[Reading passage]
****************

In this video, Tom Silva helps a homeowner replace the shingles on an old shed roof that’s been leaking for some time. After discussing the signs to look for when determining the condition of a shingled roof, the two get started by removing the existing shingles and patching the damaged sheathing underneath.
How To Shingle a Shed Roof
Keep in mind that you’ll have to repeat these steps for both sides of gabled roofs.
- Carefully set up two ladders at one end of the shed roof and stretch a scaffold plank across so you’re able to work from a comfortable height.
- Use a pitchfork to remove the existing shingles by sliding the tines underneath a row of shingles and prying them from the sheathing underneath. Continue until the entire roof is free of shingles. Remove any nails or staples the might remain on the roof.
- Wearing safety glasses, cut any damaged sections out with a circular saw, being sure to end the cut-out in the middle of a rafter. Replace the sheathing with a piece of new sheathing and nail it to the exposed rafters.
- Using tin snips, cut a piece of drip edge to the length of the roof’s bottom edge. Hold it lightly against the roof and nail it in place. Maintain a small gap underneath the drip edge to break water surface tension.
- Cut and nail sections of drip edge up the side of the roof to create a finished look.
- Roll underlayment out across the sheathing and staple it to the plywood underneath.
- Create a starting course of shingles by carefully cutting the three tabs off of a few shingles. Flip these shingles so the glue strip is at the bottom of the roof and nail them in place. Overhang the drip edge roughly ¼ of an inch at the bottom and ½ of an inch on the sides of the roof.

****************

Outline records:
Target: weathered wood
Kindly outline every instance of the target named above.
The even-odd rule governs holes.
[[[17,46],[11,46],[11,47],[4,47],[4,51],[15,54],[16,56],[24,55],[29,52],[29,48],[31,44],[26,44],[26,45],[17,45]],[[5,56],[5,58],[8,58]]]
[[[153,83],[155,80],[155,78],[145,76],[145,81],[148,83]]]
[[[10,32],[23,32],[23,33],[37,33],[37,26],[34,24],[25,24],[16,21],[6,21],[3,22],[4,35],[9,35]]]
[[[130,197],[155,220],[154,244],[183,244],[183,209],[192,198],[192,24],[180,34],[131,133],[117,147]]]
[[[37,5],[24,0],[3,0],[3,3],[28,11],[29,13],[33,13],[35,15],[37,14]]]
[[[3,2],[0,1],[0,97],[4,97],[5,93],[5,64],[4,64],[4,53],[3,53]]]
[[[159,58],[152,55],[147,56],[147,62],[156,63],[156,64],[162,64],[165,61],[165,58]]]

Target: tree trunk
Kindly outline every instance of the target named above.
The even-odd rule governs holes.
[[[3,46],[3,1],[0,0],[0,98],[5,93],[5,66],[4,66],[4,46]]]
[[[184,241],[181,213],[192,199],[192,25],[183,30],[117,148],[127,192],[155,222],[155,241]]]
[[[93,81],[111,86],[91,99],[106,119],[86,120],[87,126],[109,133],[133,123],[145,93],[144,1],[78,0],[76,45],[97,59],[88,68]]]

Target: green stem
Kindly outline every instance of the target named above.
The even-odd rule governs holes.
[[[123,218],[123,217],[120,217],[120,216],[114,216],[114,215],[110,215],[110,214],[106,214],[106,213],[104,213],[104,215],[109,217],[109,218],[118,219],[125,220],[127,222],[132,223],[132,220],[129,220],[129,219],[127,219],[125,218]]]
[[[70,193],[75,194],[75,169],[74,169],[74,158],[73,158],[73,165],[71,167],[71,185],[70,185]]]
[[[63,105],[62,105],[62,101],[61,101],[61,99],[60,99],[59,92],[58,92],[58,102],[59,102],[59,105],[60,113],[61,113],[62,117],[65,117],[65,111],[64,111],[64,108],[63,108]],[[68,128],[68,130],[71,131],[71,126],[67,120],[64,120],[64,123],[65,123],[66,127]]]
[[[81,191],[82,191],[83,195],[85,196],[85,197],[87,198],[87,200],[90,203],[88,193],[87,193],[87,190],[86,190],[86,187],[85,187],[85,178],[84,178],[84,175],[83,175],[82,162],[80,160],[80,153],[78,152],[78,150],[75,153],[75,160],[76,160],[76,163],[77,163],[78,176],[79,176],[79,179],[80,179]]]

****************

[Goal A] Check each statement against the shed-roof shingling guide: (i) damaged sheathing is cut out with a circular saw; (ii) the drip edge is nailed down with no gap beneath it; (iii) the starting course overhangs the drip edge about ½ of an inch at the bottom. For each one, answer yes or no and quote the deciding words.
[Goal B] Duplicate the portion of the shed-roof shingling guide between "- Wearing safety" and "the plywood underneath.", inclusive.

[Complete output A]
(i) Yes: "cut any damaged sections out with a circular saw"
(ii) No: "Maintain a small gap underneath the drip edge to break water surface tension."
(iii) No: "Overhang the drip edge roughly ¼ of an inch at the bottom and ½ of an inch on the sides of the roof."

[Complete output B]
- Wearing safety glasses, cut any damaged sections out with a circular saw, being sure to end the cut-out in the middle of a rafter. Replace the sheathing with a piece of new sheathing and nail it to the exposed rafters.
- Using tin snips, cut a piece of drip edge to the length of the roof’s bottom edge. Hold it lightly against the roof and nail it in place. Maintain a small gap underneath the drip edge to break water surface tension.
- Cut and nail sections of drip edge up the side of the roof to create a finished look.
- Roll underlayment out across the sheathing and staple it to the plywood underneath.